* Exercise aim *
Return the text of every record below word for word, omitting the pictures.

* Rows *
>> START

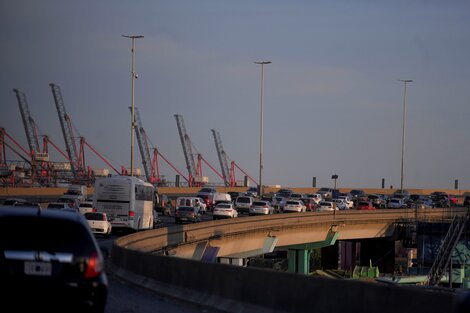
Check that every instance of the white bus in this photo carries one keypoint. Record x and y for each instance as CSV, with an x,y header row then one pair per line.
x,y
127,201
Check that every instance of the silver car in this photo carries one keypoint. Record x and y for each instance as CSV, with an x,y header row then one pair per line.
x,y
261,208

>> END

* Expected output *
Check that every instance of the white bus in this photo carries one keypoint. Record x and y for each instance as CSV, with an x,y header row then one pair per line.
x,y
127,201
Check that every instance of the silver car in this photo carries one keypoint. Record x and y for each instance as CSV, with an x,y header row then one pair per line.
x,y
261,208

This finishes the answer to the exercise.